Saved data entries

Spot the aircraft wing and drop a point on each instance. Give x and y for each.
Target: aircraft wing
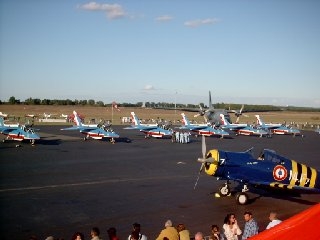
(7, 130)
(143, 128)
(194, 127)
(86, 129)
(232, 127)
(281, 185)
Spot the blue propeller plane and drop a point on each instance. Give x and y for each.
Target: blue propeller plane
(277, 128)
(242, 129)
(150, 130)
(269, 169)
(202, 129)
(94, 131)
(18, 132)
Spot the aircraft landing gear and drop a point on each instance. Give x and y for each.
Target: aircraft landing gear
(242, 198)
(224, 190)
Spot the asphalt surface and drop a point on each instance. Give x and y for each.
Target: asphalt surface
(64, 184)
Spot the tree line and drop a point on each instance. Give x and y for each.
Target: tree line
(164, 105)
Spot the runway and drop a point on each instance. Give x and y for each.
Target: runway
(64, 184)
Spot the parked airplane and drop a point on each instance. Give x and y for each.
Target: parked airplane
(202, 129)
(4, 115)
(242, 129)
(212, 115)
(95, 132)
(18, 133)
(279, 129)
(64, 116)
(150, 130)
(269, 169)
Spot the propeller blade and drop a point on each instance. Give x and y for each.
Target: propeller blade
(204, 147)
(202, 160)
(241, 108)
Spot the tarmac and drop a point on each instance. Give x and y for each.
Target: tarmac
(64, 184)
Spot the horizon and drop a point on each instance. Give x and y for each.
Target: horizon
(245, 52)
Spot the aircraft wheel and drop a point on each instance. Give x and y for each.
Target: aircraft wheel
(242, 198)
(224, 190)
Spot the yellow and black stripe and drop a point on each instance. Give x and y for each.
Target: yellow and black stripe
(302, 175)
(280, 185)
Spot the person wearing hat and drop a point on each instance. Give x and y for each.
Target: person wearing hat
(112, 233)
(136, 228)
(169, 232)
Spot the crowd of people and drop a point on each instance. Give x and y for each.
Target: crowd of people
(180, 137)
(230, 230)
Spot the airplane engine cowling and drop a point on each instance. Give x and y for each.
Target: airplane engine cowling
(211, 167)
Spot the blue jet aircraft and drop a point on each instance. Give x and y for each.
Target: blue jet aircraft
(242, 129)
(94, 131)
(18, 132)
(150, 130)
(277, 128)
(269, 169)
(203, 129)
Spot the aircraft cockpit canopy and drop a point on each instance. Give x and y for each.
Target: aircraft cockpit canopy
(270, 155)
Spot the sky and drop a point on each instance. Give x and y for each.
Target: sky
(129, 51)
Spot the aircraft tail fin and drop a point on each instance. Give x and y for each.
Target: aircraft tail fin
(185, 120)
(77, 119)
(135, 119)
(259, 120)
(224, 120)
(210, 102)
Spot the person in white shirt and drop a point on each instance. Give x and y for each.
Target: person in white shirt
(273, 220)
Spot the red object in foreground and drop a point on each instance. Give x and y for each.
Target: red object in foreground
(304, 225)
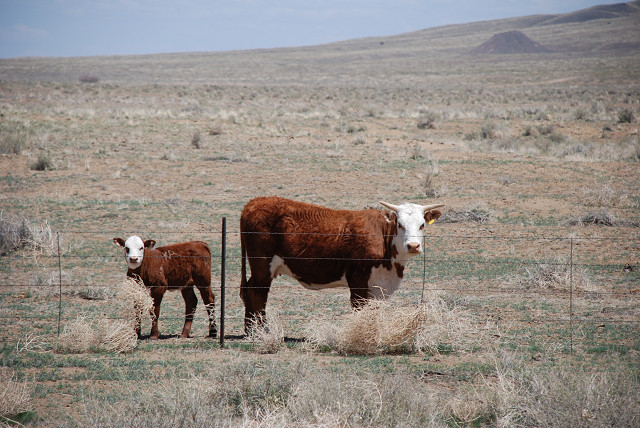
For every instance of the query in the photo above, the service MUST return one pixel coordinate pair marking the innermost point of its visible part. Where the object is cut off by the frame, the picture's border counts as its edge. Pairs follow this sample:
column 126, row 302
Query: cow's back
column 278, row 226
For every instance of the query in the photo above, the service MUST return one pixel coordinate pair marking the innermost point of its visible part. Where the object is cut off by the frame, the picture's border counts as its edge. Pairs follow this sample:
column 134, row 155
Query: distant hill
column 610, row 11
column 509, row 42
column 591, row 45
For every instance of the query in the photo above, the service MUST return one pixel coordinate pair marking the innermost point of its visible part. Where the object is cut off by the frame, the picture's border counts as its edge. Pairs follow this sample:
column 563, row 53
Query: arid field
column 523, row 311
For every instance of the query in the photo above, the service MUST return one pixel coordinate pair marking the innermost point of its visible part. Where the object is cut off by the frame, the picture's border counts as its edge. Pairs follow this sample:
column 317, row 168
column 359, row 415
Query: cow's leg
column 208, row 299
column 190, row 303
column 358, row 288
column 156, row 295
column 136, row 311
column 255, row 296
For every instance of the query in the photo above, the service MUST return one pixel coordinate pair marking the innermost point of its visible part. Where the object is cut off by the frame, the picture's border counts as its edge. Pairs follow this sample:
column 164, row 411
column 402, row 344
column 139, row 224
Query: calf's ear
column 390, row 216
column 431, row 216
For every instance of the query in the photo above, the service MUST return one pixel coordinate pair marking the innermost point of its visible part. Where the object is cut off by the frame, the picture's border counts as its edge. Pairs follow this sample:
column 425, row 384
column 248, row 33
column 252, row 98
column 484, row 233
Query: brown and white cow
column 321, row 248
column 172, row 267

▶ ASSIGNED TASK
Transcribe every entry word for word, excluding images.

▶ RESULT BELOW
Spot the aircraft wing and drop a point on each instance. Give x and y for each.
Target: aircraft wing
(7, 130)
(143, 128)
(194, 127)
(86, 129)
(232, 127)
(281, 185)
Spot the blue propeller plane and drop a point on each instance. Give x and y for each.
Target: blue propeller plane
(277, 128)
(242, 129)
(150, 130)
(269, 169)
(202, 129)
(94, 131)
(18, 132)
Spot the aircraft landing gear and drop a point on each instance. Give x and y for each.
Target: aircraft landing gear
(242, 198)
(224, 190)
Spot the asphalt surface and drop a point on each instance. Give x and y for each.
Target: asphalt surface
(64, 184)
Spot the tree line and drop a point on each instance. Give x and y for each.
Target: tree line
(164, 105)
Spot the runway and drop a point on each instance. Give x and y for each.
Target: runway
(64, 184)
Spot the parked airplane and drop a point on each instance. Give x and y for each.
Target: parked airplane
(202, 129)
(4, 115)
(242, 129)
(212, 115)
(95, 132)
(18, 133)
(279, 129)
(64, 116)
(150, 130)
(269, 169)
Spot the propeller blade and drop a point on each instance. Give x and y for each.
Target: propeller blade
(204, 147)
(202, 160)
(241, 108)
Spot the tarmac and drop a point on each instance. Give x and y for each.
Target: tarmac
(64, 184)
Spot the horizon and drop a point on each instance. Give x and y for each.
Target: horizon
(245, 52)
Spot the aircraft wheel and drop a point on each instance. Give x and y for each.
Target: aircraft wheel
(242, 198)
(224, 190)
Spot the yellow and black stripe and drop a point on each instance. Give x and y for each.
Target: yellow and black stripe
(302, 175)
(280, 185)
Spot the person wearing hat and drop a point on each instance. Give x and y for each.
Target: person wearing hat
(112, 233)
(136, 228)
(169, 232)
Spot the crowd of people and drop a point on each instance. Give x and y for each.
Target: crowd of people
(180, 137)
(230, 230)
Spot the airplane engine cowling and drop a point on each instance. Give x and y for each.
Target: airplane engine cowling
(211, 167)
Spot the blue jet aircraft and drop a point on each instance. Give x and y for each.
Target: blue jet aircraft
(242, 129)
(94, 131)
(18, 132)
(150, 130)
(277, 128)
(269, 169)
(203, 129)
Spot the aircraft cockpit canopy and drop a point on each instance. Give x and y for each.
Target: aircraft cockpit canopy
(270, 155)
Spot the sky and drop a point on each instance. Give x and y for each.
Target: sky
(129, 51)
Spot the aircraft tail fin and drop a point on each instance. Give x and y for each.
Target: aircraft tail fin
(185, 120)
(77, 119)
(135, 119)
(259, 120)
(224, 120)
(210, 102)
Spot the person in white shirt and drop a point on each instance. Give x and y for each.
Target: person in white shirt
(273, 220)
Spot the red object in foreground and drop a point on each instance. Give x and y for each.
Target: red object in foreground
(304, 225)
For every instance of the query in the photo above, the service MUST return one pixel coordinate pair marking the innermost point of its visible part. Where the object is cut off by the frame, the picture's border counts as its edge. Pairs follow this sample:
column 126, row 302
Query: cow's back
column 278, row 226
For every instance of the query in the photo above, the service MUST return one pixel coordinate pair marking the innermost point of its visible part. Where the object is cut off by the frame, the picture's border counts as its edge. Pairs follow this sample:
column 134, row 155
Query: distant hill
column 610, row 11
column 509, row 42
column 591, row 45
For every instance of the query in the photo above, the service MUST return one pixel coordinate pair marking the innermost point of its visible part. Where the object is cut off by the frame, the picture's border counts as its edge. Pairs follow this sample:
column 563, row 53
Query: arid field
column 523, row 311
For every instance of the query in the photo above, the service MUST return one pixel coordinate pair marking the innermost point of its visible part. Where the object is cut off by the frame, the picture's border counts as its edge. Pairs follow this sample:
column 317, row 168
column 359, row 415
Query: cow's leg
column 208, row 299
column 190, row 303
column 358, row 288
column 156, row 295
column 136, row 311
column 255, row 296
For every instance of the query in the photo above, the service MUST return one pixel coordinate pair marking the innermost point of its visible part. Where the object is cut off by the frame, the picture's border counts as its edge. Pairs follow this sample:
column 164, row 411
column 402, row 344
column 139, row 224
Query: calf's ear
column 390, row 216
column 431, row 216
For every instance of the query in the photo above, the service MUST return one pixel coordinate pair marking the innermost point of its visible part. Where the object is cut off by the frame, the picture's border counts as its edge. Pairs follow this sample:
column 425, row 384
column 248, row 33
column 252, row 98
column 484, row 233
Query: brown and white cow
column 321, row 248
column 172, row 267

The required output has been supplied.